SOURCE PASSAGE =
"""
The automated dark and flat-field images necessitated a method for remotely switching the flat lamp on and off, so we created a flat lamp module using a direct COM port serial connection to our Arduino device with the PySerial library; the hardware itself is controlled via an Arduino that controls a power supply switch to the lamp. We then implemented a similar serial structure for the focuser control module, which controls the $z$-axis position of the telescope’s secondary mirror, to avoid using the native but unstable RoboFocus²⁸ API, which we found would frequently crash unexpectedly on Windows 10.

3.4.

Data I/O and Logging

In addition to the base hardware control modules, the essential modules of the code include data input/output (I/O), logging, and utilities. The inputs are handled in terms of configuration files in the json format, command-line arguments, and observation “tickets” (also jsons) with instructions for observing a specific target. The I/O module handles reading the observation ticket and configuration specifications from json files and converting them into python objects. The logging module keeps track of status messages and displays them on the command-line while also saving them to a log file. We implement a rotating file handler system for the log files, in which the log files have a maximum size of 10 MB before a new one is created. Recent log files are kept saved but are deleted once they become older than the previous 10. Log files typically build up at a rate of 4 to 5 MB per night of observing, meaning we typically keep data from the past $\sim 20$ to 25 nights. Because we are currently active in responding to software bugs, we find that this provides a good balance between hard drive space concerns and debugging. However, we may find in the future that we wish to preserve log data for longer periods. In this case, all data storage and formatting options for the logging files are stored in the logging configuration json file and may be readily adjusted. Because the logging output typically depends on a slower cadence while waiting for hardware responses (i.e., long CCD exposures, weather updates), the concern of infinitely recursive errors building up rapidly and filling up all of the logging space is minimized. The higher-level structures of the code, which we discuss next, rely on the interplay of the base hardware components, core system functions, and modules.

3.5.

Focusing

The goal of our focusing module is to achieve and maintain an optimal focus relatively quickly, and we take a two-fold approach to focusing the telescope. Inherently variable atmospheric conditions sometimes rapidly affect focus quality, and our software and hardware impose additional constraints on our measurements. Additionally, we must be cautious to not allow the stepper motor to hit the physical limit switches at either end of its range, requiring a manual reset, as discussed in Sec. 2.
"""
TASK REQUIREMENTS =
1. Decide whether each statement agrees with the telescope software passage, answering yes or no and quoting the words of the passage that settle it. (a) A log file can reach at most 10 MB before a new one is started. (b) The focuser control module relies on the RoboFocus API. (c) Log files grow by about 4 to 5 MB per night of observing.
2. Reproduce the part of the telescope software passage starting with "The goal of" and going on through "discussed in Sec. 2.".

DATA EXCERPTS =
"""
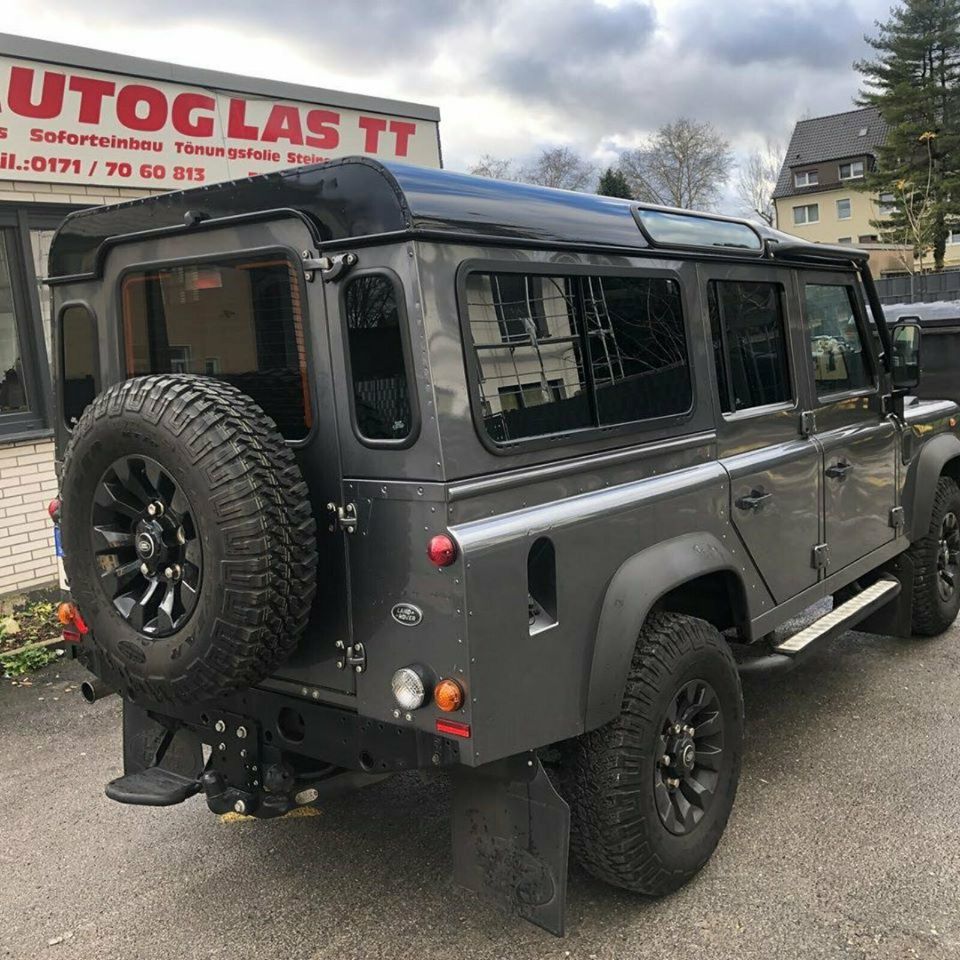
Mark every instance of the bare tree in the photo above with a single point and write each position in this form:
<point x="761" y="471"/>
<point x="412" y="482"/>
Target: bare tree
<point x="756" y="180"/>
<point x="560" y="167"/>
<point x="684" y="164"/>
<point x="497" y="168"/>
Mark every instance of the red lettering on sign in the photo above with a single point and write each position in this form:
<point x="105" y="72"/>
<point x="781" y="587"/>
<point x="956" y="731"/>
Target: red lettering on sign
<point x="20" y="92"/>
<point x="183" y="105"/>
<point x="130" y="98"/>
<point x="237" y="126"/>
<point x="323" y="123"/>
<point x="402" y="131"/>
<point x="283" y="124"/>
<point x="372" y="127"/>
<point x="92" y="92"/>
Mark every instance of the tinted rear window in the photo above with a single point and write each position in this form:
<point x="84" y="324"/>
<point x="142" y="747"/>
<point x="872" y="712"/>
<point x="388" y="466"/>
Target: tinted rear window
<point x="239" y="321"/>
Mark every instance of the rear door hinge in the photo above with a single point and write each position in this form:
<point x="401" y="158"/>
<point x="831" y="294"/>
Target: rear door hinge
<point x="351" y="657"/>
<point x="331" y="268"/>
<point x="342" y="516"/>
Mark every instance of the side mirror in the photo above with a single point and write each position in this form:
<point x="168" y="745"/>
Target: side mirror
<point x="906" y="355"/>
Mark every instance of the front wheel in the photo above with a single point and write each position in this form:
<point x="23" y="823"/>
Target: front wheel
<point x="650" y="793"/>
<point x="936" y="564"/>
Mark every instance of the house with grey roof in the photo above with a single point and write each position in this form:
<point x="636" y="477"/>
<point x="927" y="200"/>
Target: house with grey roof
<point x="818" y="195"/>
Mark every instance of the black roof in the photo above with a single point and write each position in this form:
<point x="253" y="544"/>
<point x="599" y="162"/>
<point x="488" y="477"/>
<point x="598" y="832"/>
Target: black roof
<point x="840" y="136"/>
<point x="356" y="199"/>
"""
"""
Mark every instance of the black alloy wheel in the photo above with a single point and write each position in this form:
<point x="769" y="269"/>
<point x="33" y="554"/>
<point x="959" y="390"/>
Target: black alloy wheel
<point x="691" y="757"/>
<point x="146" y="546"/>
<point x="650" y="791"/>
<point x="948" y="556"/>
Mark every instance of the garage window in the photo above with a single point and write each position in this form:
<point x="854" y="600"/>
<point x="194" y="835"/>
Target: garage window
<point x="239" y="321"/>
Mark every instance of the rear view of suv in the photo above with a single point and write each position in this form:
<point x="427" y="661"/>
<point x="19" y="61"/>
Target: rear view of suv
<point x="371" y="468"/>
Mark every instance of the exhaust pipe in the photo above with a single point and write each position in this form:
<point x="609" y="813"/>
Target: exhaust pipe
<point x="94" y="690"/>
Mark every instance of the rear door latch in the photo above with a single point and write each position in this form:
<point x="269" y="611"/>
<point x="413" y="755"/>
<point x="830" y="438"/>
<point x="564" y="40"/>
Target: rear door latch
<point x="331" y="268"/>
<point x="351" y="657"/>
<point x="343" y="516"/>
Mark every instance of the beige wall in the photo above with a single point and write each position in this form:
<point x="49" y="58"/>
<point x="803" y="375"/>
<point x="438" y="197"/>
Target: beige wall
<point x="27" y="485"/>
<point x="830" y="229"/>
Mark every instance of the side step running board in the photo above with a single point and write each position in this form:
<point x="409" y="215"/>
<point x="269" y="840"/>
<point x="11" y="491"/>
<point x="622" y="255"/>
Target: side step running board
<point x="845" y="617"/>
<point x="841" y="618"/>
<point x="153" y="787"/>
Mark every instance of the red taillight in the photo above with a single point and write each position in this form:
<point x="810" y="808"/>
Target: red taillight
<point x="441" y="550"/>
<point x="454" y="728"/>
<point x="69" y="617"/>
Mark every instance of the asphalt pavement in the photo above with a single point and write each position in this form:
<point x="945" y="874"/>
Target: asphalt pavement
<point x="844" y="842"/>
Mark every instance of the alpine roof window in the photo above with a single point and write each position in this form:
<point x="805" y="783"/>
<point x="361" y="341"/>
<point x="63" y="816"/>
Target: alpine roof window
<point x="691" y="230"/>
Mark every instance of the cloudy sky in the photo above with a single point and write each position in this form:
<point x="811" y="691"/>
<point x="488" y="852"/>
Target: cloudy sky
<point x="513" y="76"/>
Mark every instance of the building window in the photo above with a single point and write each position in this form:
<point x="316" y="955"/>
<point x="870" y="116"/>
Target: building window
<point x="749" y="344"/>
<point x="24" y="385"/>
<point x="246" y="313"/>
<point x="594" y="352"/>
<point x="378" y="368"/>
"""
ANSWERS PER TASK =
1.
(a) Yes: "the log files have a maximum size of 10 MB before a new one is created"
(b) No: "to avoid using the native but unstable RoboFocus²⁸ API"
(c) Yes: "Log files typically build up at a rate of 4 to 5 MB per night of observing"

2.
The goal of our focusing module is to achieve and maintain an optimal focus relatively quickly, and we take a two-fold approach to focusing the telescope. Inherently variable atmospheric conditions sometimes rapidly affect focus quality, and our software and hardware impose additional constraints on our measurements. Additionally, we must be cautious to not allow the stepper motor to hit the physical limit switches at either end of its range, requiring a manual reset, as discussed in Sec. 2.